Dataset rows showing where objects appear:
+ + + + +
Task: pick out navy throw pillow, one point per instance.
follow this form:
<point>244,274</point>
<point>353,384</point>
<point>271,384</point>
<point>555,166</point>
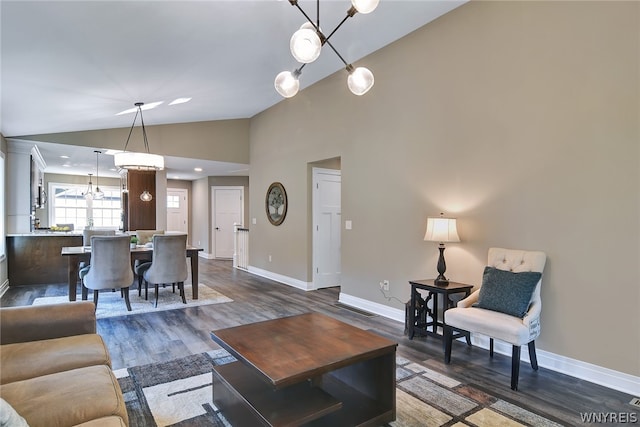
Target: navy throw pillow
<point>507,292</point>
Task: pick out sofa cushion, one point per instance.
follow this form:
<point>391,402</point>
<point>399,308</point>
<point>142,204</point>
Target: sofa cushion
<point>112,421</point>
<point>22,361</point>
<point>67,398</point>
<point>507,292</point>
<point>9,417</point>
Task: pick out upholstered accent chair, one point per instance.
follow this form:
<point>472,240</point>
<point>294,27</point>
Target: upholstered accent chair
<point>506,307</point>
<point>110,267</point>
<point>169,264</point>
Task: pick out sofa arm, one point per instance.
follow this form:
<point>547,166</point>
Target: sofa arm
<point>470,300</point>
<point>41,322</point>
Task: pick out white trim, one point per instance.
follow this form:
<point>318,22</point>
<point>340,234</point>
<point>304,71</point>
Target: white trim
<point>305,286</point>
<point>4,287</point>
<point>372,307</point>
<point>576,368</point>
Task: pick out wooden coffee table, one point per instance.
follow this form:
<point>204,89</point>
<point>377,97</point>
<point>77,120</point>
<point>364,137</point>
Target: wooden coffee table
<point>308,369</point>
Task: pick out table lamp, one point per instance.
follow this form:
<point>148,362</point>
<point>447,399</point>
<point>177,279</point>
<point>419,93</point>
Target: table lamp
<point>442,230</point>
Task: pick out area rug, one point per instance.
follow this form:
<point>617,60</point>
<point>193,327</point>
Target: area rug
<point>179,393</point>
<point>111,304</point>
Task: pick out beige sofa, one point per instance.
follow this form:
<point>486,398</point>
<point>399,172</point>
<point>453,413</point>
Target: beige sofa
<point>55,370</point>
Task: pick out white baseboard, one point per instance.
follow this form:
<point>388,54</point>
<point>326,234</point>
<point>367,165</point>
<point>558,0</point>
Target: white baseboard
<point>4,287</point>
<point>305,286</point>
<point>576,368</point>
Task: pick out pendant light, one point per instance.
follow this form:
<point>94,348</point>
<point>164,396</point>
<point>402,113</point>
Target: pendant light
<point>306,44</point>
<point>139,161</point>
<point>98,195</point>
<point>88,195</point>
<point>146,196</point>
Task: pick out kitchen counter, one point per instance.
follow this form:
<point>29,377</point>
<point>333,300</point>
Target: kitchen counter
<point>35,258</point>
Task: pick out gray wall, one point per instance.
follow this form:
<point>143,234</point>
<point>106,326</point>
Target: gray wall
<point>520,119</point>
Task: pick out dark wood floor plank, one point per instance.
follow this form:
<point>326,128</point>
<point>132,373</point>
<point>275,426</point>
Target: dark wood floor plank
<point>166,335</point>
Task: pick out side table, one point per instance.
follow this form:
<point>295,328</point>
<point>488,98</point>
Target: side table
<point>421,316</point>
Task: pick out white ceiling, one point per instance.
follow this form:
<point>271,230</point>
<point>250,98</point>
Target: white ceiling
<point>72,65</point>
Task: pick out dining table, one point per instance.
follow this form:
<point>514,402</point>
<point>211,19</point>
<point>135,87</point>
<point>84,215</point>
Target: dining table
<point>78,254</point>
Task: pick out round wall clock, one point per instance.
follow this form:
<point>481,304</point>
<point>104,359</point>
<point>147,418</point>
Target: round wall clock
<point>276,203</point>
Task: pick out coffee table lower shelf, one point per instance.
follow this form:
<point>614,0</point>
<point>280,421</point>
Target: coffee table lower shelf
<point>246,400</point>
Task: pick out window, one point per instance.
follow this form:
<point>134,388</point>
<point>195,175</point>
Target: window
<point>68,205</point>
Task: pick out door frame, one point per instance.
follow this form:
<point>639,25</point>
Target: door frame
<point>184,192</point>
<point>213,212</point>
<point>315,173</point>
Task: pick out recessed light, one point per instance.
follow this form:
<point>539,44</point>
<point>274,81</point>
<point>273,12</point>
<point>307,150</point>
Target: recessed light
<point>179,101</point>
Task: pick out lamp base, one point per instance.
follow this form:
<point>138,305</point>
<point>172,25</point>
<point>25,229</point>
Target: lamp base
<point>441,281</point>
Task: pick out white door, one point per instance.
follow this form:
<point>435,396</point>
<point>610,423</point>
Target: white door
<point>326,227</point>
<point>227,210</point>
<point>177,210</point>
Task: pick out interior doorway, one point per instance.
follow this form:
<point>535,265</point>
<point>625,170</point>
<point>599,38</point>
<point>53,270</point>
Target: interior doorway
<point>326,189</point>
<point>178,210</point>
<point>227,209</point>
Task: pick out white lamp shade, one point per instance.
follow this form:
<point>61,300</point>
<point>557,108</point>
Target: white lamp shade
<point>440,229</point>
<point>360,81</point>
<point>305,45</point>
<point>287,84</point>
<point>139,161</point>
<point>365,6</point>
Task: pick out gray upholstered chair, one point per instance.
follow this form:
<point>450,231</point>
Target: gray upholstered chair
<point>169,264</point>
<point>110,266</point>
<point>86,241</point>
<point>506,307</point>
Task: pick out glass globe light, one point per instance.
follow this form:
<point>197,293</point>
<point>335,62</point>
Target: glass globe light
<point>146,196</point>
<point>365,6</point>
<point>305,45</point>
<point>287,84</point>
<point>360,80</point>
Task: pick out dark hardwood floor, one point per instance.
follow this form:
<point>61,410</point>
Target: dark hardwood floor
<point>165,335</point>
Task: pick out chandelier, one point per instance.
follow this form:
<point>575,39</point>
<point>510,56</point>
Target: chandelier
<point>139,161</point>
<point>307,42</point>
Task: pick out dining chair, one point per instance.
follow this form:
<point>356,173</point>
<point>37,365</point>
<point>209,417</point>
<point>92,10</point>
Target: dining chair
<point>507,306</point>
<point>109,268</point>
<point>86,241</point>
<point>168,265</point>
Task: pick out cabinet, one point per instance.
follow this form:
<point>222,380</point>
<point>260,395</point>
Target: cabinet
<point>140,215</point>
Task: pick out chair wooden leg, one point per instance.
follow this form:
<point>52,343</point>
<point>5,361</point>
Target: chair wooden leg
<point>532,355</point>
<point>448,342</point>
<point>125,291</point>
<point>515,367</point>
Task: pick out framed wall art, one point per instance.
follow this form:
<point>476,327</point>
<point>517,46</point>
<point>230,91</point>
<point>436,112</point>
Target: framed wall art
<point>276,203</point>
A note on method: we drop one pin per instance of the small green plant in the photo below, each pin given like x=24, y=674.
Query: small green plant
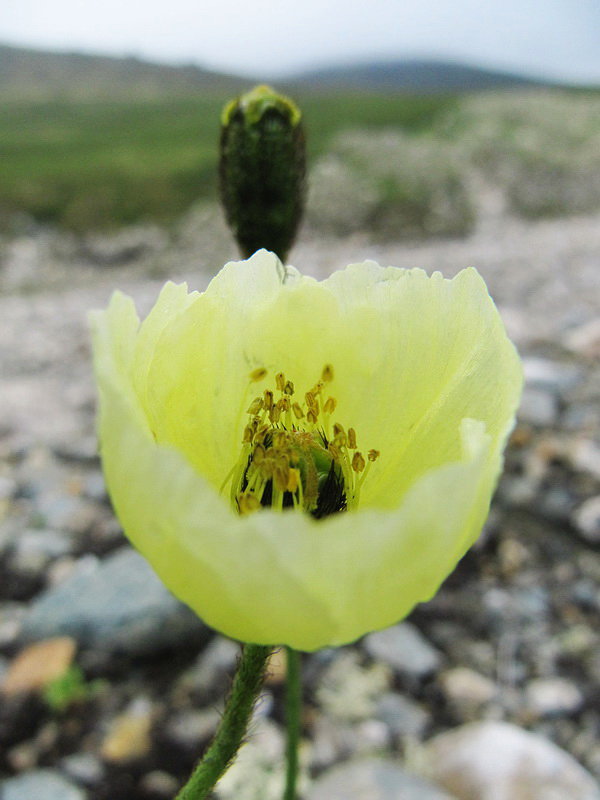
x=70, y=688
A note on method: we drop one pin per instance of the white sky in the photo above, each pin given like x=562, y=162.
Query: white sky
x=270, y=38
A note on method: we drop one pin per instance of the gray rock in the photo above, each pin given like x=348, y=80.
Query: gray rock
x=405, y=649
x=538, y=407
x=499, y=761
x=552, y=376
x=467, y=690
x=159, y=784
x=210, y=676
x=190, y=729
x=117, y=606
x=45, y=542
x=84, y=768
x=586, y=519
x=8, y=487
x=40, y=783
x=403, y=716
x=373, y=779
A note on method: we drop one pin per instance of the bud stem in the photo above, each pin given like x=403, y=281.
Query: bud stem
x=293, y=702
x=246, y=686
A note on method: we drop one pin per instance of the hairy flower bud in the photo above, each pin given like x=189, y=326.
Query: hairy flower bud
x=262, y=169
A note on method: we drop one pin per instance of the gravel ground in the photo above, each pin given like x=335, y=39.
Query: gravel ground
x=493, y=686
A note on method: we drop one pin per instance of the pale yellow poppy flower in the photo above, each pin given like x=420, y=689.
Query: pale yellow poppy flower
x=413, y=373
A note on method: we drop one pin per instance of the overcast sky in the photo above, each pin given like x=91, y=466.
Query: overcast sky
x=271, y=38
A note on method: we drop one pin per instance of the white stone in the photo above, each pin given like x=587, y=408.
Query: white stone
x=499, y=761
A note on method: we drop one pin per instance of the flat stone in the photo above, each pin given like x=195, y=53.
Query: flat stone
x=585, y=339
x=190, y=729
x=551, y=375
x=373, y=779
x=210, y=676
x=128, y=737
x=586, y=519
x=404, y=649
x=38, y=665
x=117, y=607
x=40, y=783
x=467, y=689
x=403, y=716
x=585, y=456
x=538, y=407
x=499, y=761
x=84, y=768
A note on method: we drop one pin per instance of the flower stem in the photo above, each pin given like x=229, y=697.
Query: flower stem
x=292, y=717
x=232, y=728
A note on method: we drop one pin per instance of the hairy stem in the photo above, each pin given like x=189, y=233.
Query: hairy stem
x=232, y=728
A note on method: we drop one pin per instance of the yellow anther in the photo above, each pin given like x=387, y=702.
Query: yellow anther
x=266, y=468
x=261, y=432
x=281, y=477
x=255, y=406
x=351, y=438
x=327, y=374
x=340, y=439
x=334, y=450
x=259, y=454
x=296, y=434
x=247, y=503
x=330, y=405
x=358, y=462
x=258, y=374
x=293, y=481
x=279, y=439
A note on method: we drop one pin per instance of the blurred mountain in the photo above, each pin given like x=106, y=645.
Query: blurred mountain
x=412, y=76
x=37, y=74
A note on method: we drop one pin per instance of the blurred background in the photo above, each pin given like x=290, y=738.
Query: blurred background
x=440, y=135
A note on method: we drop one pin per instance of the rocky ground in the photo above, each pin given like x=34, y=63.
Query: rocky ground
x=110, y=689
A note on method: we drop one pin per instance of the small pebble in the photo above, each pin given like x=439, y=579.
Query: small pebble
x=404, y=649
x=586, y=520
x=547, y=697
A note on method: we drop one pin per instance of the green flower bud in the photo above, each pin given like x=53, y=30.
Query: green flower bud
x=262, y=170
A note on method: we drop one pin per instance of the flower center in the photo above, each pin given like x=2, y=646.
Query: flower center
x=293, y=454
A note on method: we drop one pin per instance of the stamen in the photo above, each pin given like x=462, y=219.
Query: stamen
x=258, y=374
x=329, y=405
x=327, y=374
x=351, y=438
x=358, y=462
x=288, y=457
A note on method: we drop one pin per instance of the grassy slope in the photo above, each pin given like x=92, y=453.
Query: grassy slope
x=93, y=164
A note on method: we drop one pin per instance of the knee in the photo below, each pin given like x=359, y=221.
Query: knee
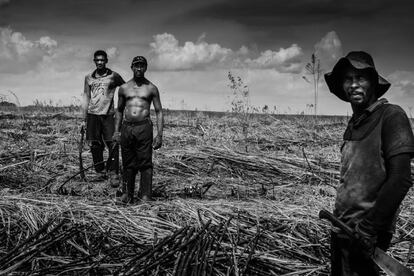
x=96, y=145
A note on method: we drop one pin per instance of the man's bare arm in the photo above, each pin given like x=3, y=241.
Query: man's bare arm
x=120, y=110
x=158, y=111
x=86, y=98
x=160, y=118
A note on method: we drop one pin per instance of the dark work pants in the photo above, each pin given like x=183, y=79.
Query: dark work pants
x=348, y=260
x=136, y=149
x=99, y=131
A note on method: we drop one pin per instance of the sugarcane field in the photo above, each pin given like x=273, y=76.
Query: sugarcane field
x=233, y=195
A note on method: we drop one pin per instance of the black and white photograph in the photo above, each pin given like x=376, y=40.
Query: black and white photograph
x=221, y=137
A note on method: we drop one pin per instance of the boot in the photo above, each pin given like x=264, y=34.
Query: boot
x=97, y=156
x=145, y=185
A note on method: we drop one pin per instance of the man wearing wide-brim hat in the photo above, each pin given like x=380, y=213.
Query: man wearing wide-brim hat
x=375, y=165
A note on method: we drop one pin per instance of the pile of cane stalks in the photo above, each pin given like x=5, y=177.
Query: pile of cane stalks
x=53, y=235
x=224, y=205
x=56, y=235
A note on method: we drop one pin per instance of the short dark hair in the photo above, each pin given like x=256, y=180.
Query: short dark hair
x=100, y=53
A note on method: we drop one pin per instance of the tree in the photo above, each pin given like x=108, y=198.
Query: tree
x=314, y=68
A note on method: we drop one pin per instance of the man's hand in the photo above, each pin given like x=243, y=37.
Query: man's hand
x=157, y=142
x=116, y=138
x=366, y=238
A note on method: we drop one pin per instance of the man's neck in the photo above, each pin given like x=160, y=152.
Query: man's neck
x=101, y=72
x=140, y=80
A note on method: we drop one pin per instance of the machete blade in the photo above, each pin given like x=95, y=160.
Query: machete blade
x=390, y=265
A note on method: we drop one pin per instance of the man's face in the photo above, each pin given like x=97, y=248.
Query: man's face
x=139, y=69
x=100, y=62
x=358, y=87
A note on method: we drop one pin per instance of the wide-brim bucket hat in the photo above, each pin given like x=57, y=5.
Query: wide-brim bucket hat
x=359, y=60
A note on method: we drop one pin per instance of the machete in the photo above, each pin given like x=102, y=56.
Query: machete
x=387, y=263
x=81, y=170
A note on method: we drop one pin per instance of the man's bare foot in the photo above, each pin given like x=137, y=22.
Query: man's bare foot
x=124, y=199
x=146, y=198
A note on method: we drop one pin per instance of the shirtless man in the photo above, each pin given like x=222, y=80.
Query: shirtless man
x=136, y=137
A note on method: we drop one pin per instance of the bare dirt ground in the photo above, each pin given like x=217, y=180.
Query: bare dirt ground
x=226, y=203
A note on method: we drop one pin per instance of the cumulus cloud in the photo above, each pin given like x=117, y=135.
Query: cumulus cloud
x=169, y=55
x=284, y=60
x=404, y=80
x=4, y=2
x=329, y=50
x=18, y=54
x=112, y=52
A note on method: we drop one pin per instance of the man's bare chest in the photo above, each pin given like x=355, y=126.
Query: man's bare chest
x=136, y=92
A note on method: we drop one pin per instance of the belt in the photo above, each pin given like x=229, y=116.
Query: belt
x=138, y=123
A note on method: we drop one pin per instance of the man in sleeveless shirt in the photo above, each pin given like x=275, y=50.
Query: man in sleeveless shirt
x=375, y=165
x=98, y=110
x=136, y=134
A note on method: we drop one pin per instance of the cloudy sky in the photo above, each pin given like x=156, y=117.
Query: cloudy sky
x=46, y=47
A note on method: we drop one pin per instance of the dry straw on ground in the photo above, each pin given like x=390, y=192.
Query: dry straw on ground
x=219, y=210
+ + + + +
__To do__:
Put the lines of the entries above, between the line holding "like x=92, y=453." and the line holding "x=233, y=195", inclusive, into a Markdown table with the columns Row and Line. Leave out blank lines and the pictures.

__Written response__:
| Row | Line |
|---|---|
| 1 | A note on method: we drop one pin per instance of the grassy slope in the photo above, each pin given like x=92, y=453. |
| 2 | Query: grassy slope |
| 3 | x=93, y=164 |
| 4 | A note on method: we drop one pin per instance of the knee in the photo below, each pin given like x=359, y=221. |
| 5 | Query: knee |
| 6 | x=96, y=145 |
| 7 | A note on method: we drop one pin per instance of the man's bare arm in the photo above, each pin given like x=3, y=241. |
| 8 | Query: man's bare arm |
| 9 | x=120, y=110 |
| 10 | x=158, y=111 |
| 11 | x=86, y=98 |
| 12 | x=160, y=118 |
| 13 | A note on method: we drop one pin per instance of the dark work pants in the photo above, each pin given like x=183, y=79. |
| 14 | Query: dark work pants |
| 15 | x=348, y=260 |
| 16 | x=136, y=149 |
| 17 | x=99, y=131 |
| 18 | A note on method: we drop one pin per instance of the sugarcane field in the photo above, each pin given like x=273, y=76. |
| 19 | Query: sugarcane field |
| 20 | x=233, y=195 |